▸ **Task to complete**
Copy out each of the following lines word for word, without changing anything.

▸ **Provided data**
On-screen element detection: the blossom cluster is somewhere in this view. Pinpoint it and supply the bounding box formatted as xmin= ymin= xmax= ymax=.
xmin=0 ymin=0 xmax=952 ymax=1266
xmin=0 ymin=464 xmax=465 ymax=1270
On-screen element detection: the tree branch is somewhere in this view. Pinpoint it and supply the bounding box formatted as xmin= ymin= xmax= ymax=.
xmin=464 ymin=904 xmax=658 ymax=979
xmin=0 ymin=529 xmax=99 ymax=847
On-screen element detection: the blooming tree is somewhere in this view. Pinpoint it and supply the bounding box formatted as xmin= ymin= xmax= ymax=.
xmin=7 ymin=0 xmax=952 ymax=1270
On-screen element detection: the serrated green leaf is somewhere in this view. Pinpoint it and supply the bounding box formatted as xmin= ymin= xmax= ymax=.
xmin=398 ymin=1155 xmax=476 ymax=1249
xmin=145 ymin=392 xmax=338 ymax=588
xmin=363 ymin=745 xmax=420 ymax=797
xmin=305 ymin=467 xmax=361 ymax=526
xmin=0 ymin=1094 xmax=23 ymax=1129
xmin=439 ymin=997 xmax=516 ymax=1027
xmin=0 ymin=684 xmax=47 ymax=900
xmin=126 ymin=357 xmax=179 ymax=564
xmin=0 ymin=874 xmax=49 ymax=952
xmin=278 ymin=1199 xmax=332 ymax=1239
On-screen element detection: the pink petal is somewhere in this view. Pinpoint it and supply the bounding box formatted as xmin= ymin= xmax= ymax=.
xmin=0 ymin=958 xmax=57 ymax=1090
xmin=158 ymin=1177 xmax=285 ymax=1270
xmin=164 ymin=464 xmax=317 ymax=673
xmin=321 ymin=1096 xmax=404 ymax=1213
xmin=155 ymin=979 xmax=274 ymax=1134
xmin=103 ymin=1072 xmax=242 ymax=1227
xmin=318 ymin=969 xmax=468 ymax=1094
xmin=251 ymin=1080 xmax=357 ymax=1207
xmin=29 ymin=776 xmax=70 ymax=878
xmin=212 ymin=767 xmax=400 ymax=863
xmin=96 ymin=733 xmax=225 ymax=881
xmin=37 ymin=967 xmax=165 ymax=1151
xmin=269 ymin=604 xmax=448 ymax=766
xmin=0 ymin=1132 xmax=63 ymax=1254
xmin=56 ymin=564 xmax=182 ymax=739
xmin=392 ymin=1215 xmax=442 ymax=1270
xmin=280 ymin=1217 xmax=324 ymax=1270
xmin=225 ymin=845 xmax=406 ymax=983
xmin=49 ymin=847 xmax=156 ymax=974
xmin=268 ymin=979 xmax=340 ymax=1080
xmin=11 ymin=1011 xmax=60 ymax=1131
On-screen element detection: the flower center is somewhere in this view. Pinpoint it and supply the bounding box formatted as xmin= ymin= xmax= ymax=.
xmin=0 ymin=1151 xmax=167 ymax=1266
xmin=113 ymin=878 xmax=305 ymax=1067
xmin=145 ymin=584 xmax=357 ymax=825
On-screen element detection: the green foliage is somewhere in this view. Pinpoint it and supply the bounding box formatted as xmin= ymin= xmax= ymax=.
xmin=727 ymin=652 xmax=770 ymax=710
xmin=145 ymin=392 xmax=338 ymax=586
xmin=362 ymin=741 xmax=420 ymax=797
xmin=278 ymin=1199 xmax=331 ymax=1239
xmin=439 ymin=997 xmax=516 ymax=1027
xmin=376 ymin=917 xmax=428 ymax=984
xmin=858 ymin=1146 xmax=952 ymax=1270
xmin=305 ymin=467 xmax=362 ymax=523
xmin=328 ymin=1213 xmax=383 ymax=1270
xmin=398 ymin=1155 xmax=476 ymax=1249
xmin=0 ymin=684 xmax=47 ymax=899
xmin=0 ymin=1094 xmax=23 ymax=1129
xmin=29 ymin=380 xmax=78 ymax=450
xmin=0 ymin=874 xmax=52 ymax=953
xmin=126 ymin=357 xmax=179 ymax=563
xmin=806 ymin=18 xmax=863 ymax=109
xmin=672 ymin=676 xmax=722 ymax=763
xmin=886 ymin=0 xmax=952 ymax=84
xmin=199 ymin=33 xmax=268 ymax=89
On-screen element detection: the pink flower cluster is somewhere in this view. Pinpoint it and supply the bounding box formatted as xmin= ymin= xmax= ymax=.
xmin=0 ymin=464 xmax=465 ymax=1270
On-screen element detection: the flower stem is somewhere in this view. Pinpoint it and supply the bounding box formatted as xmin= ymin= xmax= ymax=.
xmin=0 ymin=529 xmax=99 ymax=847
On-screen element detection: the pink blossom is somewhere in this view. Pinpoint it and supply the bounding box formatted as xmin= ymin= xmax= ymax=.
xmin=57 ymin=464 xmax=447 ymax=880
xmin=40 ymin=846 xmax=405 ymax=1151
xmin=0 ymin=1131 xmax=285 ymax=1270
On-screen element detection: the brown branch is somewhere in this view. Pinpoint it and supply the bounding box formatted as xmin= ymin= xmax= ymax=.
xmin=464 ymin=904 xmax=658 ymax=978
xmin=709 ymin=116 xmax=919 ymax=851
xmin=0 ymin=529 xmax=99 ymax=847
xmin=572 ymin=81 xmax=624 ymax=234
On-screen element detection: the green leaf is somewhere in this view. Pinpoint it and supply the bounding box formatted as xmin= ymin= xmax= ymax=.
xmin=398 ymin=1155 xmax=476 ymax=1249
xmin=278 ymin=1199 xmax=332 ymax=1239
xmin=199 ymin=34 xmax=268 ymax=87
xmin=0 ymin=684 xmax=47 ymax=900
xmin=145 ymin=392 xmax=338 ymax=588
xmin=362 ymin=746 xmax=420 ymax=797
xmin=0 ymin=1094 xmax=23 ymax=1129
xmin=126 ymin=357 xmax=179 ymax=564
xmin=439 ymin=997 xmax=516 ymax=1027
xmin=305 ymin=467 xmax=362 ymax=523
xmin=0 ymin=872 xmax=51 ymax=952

▸ **The result**
On-screen element detection: the blossom cluster is somewhere in this view. Pinpoint it and supply the bounding box formatted as xmin= ymin= xmax= ymax=.
xmin=0 ymin=0 xmax=952 ymax=1266
xmin=0 ymin=464 xmax=465 ymax=1270
On-screen element detection: the tree branch is somewhere in this view. Pinpoint it and supply the bounding box formatted as xmin= ymin= xmax= ymax=.
xmin=464 ymin=904 xmax=658 ymax=979
xmin=0 ymin=529 xmax=99 ymax=847
On-screen element detection: the blooming tree is somewhere in this view. Pinpoint it and supply the bounding box formatted as xmin= ymin= xmax= ymax=.
xmin=7 ymin=0 xmax=952 ymax=1270
On-screen element detection: the serrated green leaf is somewhere in this view. Pinpoint it and supply the bounding box formatted as xmin= ymin= xmax= ymax=.
xmin=398 ymin=1155 xmax=476 ymax=1249
xmin=145 ymin=392 xmax=338 ymax=588
xmin=363 ymin=745 xmax=420 ymax=797
xmin=305 ymin=467 xmax=361 ymax=526
xmin=0 ymin=1094 xmax=23 ymax=1129
xmin=439 ymin=997 xmax=516 ymax=1027
xmin=0 ymin=684 xmax=47 ymax=900
xmin=126 ymin=357 xmax=179 ymax=564
xmin=0 ymin=874 xmax=49 ymax=952
xmin=278 ymin=1199 xmax=332 ymax=1239
On-screen element detection: the pink petal is somewhere in this view. Pinpoint it and supply the bounding box formatted as xmin= ymin= xmax= ymax=.
xmin=0 ymin=958 xmax=57 ymax=1090
xmin=158 ymin=1177 xmax=285 ymax=1270
xmin=164 ymin=464 xmax=317 ymax=673
xmin=321 ymin=1096 xmax=404 ymax=1213
xmin=155 ymin=979 xmax=274 ymax=1134
xmin=103 ymin=1072 xmax=242 ymax=1227
xmin=318 ymin=969 xmax=468 ymax=1094
xmin=251 ymin=1080 xmax=357 ymax=1207
xmin=29 ymin=776 xmax=70 ymax=878
xmin=212 ymin=767 xmax=400 ymax=863
xmin=96 ymin=733 xmax=225 ymax=881
xmin=37 ymin=967 xmax=165 ymax=1151
xmin=269 ymin=604 xmax=448 ymax=766
xmin=0 ymin=1132 xmax=63 ymax=1254
xmin=56 ymin=564 xmax=182 ymax=739
xmin=392 ymin=1215 xmax=442 ymax=1270
xmin=280 ymin=1217 xmax=324 ymax=1270
xmin=225 ymin=845 xmax=406 ymax=983
xmin=49 ymin=847 xmax=156 ymax=974
xmin=268 ymin=979 xmax=340 ymax=1080
xmin=11 ymin=1011 xmax=60 ymax=1131
On-screen element detection: the flower center is somewhere in this view. Pinpoint it and supply the bounding box formatted as xmin= ymin= xmax= ymax=.
xmin=0 ymin=1151 xmax=167 ymax=1266
xmin=113 ymin=878 xmax=305 ymax=1067
xmin=145 ymin=584 xmax=357 ymax=825
On-screen element detection: the green foliage is somewhere in this view. Pinpoint it and supply the bounding box formatted as xmin= ymin= xmax= ymax=.
xmin=727 ymin=652 xmax=770 ymax=710
xmin=145 ymin=392 xmax=338 ymax=586
xmin=362 ymin=741 xmax=420 ymax=797
xmin=278 ymin=1199 xmax=331 ymax=1239
xmin=439 ymin=997 xmax=516 ymax=1027
xmin=376 ymin=917 xmax=428 ymax=984
xmin=858 ymin=1146 xmax=952 ymax=1270
xmin=305 ymin=467 xmax=362 ymax=523
xmin=328 ymin=1213 xmax=383 ymax=1270
xmin=398 ymin=1155 xmax=476 ymax=1249
xmin=0 ymin=684 xmax=47 ymax=899
xmin=0 ymin=1094 xmax=23 ymax=1129
xmin=29 ymin=380 xmax=78 ymax=450
xmin=0 ymin=874 xmax=52 ymax=953
xmin=126 ymin=357 xmax=179 ymax=563
xmin=806 ymin=18 xmax=863 ymax=109
xmin=672 ymin=676 xmax=722 ymax=763
xmin=886 ymin=0 xmax=952 ymax=84
xmin=199 ymin=33 xmax=268 ymax=89
On-screen element detection: the pink flower cluster is somewhere in this view. Pinpoint it and supply the bounding box formatted as xmin= ymin= xmax= ymax=.
xmin=0 ymin=464 xmax=465 ymax=1270
On-screen element detection: the flower stem is somewhere in this view. Pinpoint it and supply the bounding box formatted as xmin= ymin= xmax= ymax=.
xmin=0 ymin=529 xmax=99 ymax=847
On-screen element detection: the pink blossom is somewhere in this view. Pinpoint it and supply the bounding box formatted as xmin= ymin= xmax= ymax=.
xmin=57 ymin=464 xmax=447 ymax=880
xmin=40 ymin=846 xmax=405 ymax=1151
xmin=0 ymin=1131 xmax=285 ymax=1270
On-screen element detection: the brown branch is somewhere in this view. Pinpoint it and supply the bounding box formatted as xmin= ymin= xmax= ymax=.
xmin=464 ymin=904 xmax=658 ymax=978
xmin=709 ymin=116 xmax=919 ymax=851
xmin=0 ymin=529 xmax=99 ymax=847
xmin=572 ymin=81 xmax=624 ymax=234
On-screen element detection: the green leaf is somewhere in this view. Pinpoint it and supply the bounding box formatted as xmin= ymin= xmax= ymax=.
xmin=398 ymin=1155 xmax=476 ymax=1249
xmin=278 ymin=1199 xmax=332 ymax=1239
xmin=199 ymin=34 xmax=268 ymax=87
xmin=0 ymin=684 xmax=47 ymax=900
xmin=145 ymin=392 xmax=338 ymax=588
xmin=362 ymin=746 xmax=420 ymax=797
xmin=0 ymin=1094 xmax=23 ymax=1129
xmin=126 ymin=357 xmax=179 ymax=564
xmin=439 ymin=997 xmax=516 ymax=1027
xmin=305 ymin=467 xmax=362 ymax=523
xmin=0 ymin=872 xmax=51 ymax=952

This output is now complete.